Items from a dataset:
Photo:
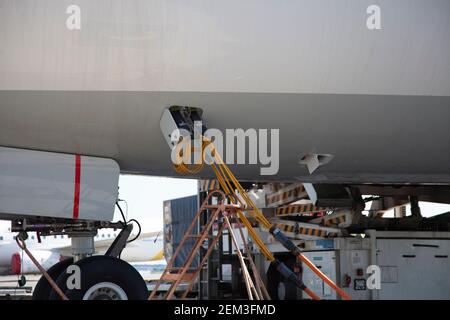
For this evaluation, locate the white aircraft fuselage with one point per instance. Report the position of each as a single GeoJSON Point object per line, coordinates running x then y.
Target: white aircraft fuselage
{"type": "Point", "coordinates": [378, 100]}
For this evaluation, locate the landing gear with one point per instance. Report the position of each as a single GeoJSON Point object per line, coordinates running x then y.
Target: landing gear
{"type": "Point", "coordinates": [104, 278]}
{"type": "Point", "coordinates": [43, 289]}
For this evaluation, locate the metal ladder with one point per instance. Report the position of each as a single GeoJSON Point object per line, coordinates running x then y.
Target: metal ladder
{"type": "Point", "coordinates": [187, 274]}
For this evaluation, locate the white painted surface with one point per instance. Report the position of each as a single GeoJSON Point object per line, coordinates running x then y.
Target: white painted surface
{"type": "Point", "coordinates": [43, 184]}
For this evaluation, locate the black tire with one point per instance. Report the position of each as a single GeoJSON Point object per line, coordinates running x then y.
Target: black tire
{"type": "Point", "coordinates": [109, 271]}
{"type": "Point", "coordinates": [43, 289]}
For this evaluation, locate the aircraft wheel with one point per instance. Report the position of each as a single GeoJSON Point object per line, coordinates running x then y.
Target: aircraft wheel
{"type": "Point", "coordinates": [104, 278]}
{"type": "Point", "coordinates": [43, 289]}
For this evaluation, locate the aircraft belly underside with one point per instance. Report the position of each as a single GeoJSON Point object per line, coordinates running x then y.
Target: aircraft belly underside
{"type": "Point", "coordinates": [372, 138]}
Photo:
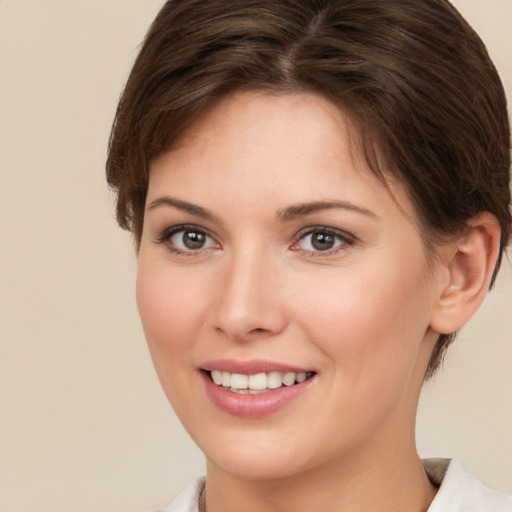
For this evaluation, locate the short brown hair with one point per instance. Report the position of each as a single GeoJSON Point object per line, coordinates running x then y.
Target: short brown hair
{"type": "Point", "coordinates": [413, 75]}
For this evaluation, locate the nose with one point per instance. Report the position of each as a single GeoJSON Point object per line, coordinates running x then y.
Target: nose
{"type": "Point", "coordinates": [248, 303]}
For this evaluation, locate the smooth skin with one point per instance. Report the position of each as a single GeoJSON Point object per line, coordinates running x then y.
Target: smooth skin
{"type": "Point", "coordinates": [266, 237]}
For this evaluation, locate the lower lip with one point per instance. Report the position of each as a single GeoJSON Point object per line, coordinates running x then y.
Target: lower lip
{"type": "Point", "coordinates": [253, 406]}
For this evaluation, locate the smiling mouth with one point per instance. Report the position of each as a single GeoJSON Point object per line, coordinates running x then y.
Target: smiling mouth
{"type": "Point", "coordinates": [257, 383]}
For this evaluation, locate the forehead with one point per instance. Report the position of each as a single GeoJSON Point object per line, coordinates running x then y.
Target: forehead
{"type": "Point", "coordinates": [299, 147]}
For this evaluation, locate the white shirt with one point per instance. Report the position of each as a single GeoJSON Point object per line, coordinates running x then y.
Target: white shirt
{"type": "Point", "coordinates": [458, 491]}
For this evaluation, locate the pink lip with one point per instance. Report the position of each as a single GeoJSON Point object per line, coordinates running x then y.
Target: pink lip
{"type": "Point", "coordinates": [252, 406]}
{"type": "Point", "coordinates": [250, 367]}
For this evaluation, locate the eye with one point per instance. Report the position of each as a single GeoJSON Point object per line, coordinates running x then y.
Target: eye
{"type": "Point", "coordinates": [326, 240]}
{"type": "Point", "coordinates": [187, 239]}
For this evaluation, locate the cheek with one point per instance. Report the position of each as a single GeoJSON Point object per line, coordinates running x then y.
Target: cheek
{"type": "Point", "coordinates": [169, 307]}
{"type": "Point", "coordinates": [370, 319]}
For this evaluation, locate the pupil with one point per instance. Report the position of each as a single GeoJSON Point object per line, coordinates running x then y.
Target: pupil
{"type": "Point", "coordinates": [323, 241]}
{"type": "Point", "coordinates": [193, 239]}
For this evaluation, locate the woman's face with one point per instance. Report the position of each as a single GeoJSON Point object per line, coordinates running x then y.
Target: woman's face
{"type": "Point", "coordinates": [271, 259]}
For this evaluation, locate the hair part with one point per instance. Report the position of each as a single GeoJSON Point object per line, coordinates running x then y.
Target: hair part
{"type": "Point", "coordinates": [416, 80]}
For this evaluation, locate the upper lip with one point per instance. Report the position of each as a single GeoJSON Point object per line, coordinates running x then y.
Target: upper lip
{"type": "Point", "coordinates": [251, 367]}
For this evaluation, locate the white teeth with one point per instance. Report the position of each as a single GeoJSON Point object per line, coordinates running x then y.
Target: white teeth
{"type": "Point", "coordinates": [239, 381]}
{"type": "Point", "coordinates": [258, 382]}
{"type": "Point", "coordinates": [289, 379]}
{"type": "Point", "coordinates": [274, 380]}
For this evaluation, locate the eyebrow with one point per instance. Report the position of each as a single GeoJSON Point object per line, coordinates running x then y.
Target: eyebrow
{"type": "Point", "coordinates": [300, 210]}
{"type": "Point", "coordinates": [191, 208]}
{"type": "Point", "coordinates": [287, 214]}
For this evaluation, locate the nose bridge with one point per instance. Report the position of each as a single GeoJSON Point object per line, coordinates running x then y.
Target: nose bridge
{"type": "Point", "coordinates": [248, 302]}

■ Exercise requirements: Return the entries unchanged, save for the pictures, which do not belong in the copy.

■ Expected output:
Photo:
For this evaluation, locate the white aircraft fuselage with one point per instance. Report the position of each as a single GeoJSON Point object per line, coordinates running x then y.
Target: white aircraft fuselage
{"type": "Point", "coordinates": [378, 100]}
For this evaluation, locate the landing gear with one point per instance. Report the position of each as a single GeoJSON Point object per line, coordinates running x then y.
Target: landing gear
{"type": "Point", "coordinates": [104, 278]}
{"type": "Point", "coordinates": [43, 289]}
For this evaluation, locate the metal ladder with one point per instance. Report the position of each as a single GeoJSON Point object per line, coordinates running x then y.
Target: metal ladder
{"type": "Point", "coordinates": [187, 274]}
For this evaluation, locate the white painted surface with one point per instance. Report the position of each as a single GeoJSON Point object per line, coordinates running x then y.
Target: white painted surface
{"type": "Point", "coordinates": [43, 184]}
For this evaluation, locate the black tire with one point per instance. Report the position of each as a single GeoJSON Point object per line, coordinates running x then y.
Target: black tire
{"type": "Point", "coordinates": [109, 271]}
{"type": "Point", "coordinates": [43, 289]}
For this evaluation, locate the aircraft wheel with one point per instance. Report the position of each as a single GeoJSON Point object per line, coordinates running x then y.
Target: aircraft wheel
{"type": "Point", "coordinates": [104, 278]}
{"type": "Point", "coordinates": [43, 289]}
For this evaluation, locate the aircraft belly underside with one point per instance. Report the position of each as a single GeoJSON Point object per line, coordinates running x then y.
Target: aircraft belly underside
{"type": "Point", "coordinates": [372, 138]}
Photo:
For this evaluation, locate the short brown hair with one point per instance. Report the position of each as a single GeoJSON Point object per line, coordinates running x then y.
Target: short brown hair
{"type": "Point", "coordinates": [413, 75]}
For this evaluation, locate the nose with one point per instance. Report the position of each as a single GeoJSON Point object per line, coordinates running x then y.
Target: nose
{"type": "Point", "coordinates": [248, 303]}
For this evaluation, locate the smooth skin with one point per instance. Report the position of each as a single GeoJSON Point object per line, coordinates running x then y.
Target: smooth skin
{"type": "Point", "coordinates": [266, 237]}
For this evaluation, locate the lower lip with one point per instance. Report the position of each as a single GeoJSON Point object per line, coordinates running x then y.
Target: lower lip
{"type": "Point", "coordinates": [253, 406]}
For this evaluation, locate the smiling mouth with one point per instance. Report the position of each as a single GeoJSON Point object per line, coordinates running x then y.
Target: smiling mouth
{"type": "Point", "coordinates": [257, 383]}
For this evaluation, locate the forehead with one point per instance. Report the position of each as a single GeoJSON Point object per line, coordinates running x then y.
Target: forehead
{"type": "Point", "coordinates": [299, 147]}
For this evaluation, locate the white shirt with one point per instance. Report the position of each as a single GeoJSON Point object per line, coordinates running x then y.
Target: white shirt
{"type": "Point", "coordinates": [458, 491]}
For this evaluation, locate the pink lip with one point per instance. Report the position of each as a single GeoJSON Point object per line, coordinates running x then y.
Target: pink lip
{"type": "Point", "coordinates": [252, 406]}
{"type": "Point", "coordinates": [250, 367]}
For this evaluation, locate the eye with one point per instance. Report the position of each as a single GeoJSON Point object per line, coordinates running x then y.
Target: eye
{"type": "Point", "coordinates": [326, 240]}
{"type": "Point", "coordinates": [187, 239]}
For this evaluation, locate the cheek with one point per instance. Report the position of each as a single GeoJSON Point object per line, coordinates running x then y.
Target: cheek
{"type": "Point", "coordinates": [169, 307]}
{"type": "Point", "coordinates": [370, 319]}
For this evaluation, locate the pupil with one point per instance. Report the position of each as a single GeoJSON Point object per line, coordinates running x then y.
Target: pupil
{"type": "Point", "coordinates": [323, 241]}
{"type": "Point", "coordinates": [193, 239]}
For this evaluation, locate the woman's face with one point per instance. Report the position of each as a single GeoJSON Point object per line, coordinates running x then y.
Target: woman's face
{"type": "Point", "coordinates": [271, 259]}
For this evaluation, locate the hair part with one point per instance. Report the position of each as a single GeoJSON Point object per line, coordinates running x then y.
Target: hair part
{"type": "Point", "coordinates": [416, 80]}
For this evaluation, locate the upper lip with one point per instance. Report the position of each as a single GeoJSON Point object per line, coordinates running x then y.
Target: upper lip
{"type": "Point", "coordinates": [251, 367]}
For this evaluation, locate the white teeth with one point per instance. Report the position of each as a single GeoJSON Point object per line, coordinates running x then y.
Target: white teeth
{"type": "Point", "coordinates": [239, 381]}
{"type": "Point", "coordinates": [258, 382]}
{"type": "Point", "coordinates": [289, 379]}
{"type": "Point", "coordinates": [274, 380]}
For this evaluation, locate the eyebrow with one point per instance. Report the position of each as a single GeoJSON Point object per line, coordinates running x then y.
Target: eyebrow
{"type": "Point", "coordinates": [300, 210]}
{"type": "Point", "coordinates": [191, 208]}
{"type": "Point", "coordinates": [287, 214]}
For this evaluation, locate the nose bridge with one point per instance. Report the position of each as a single GeoJSON Point object per line, coordinates running x then y.
Target: nose bridge
{"type": "Point", "coordinates": [248, 302]}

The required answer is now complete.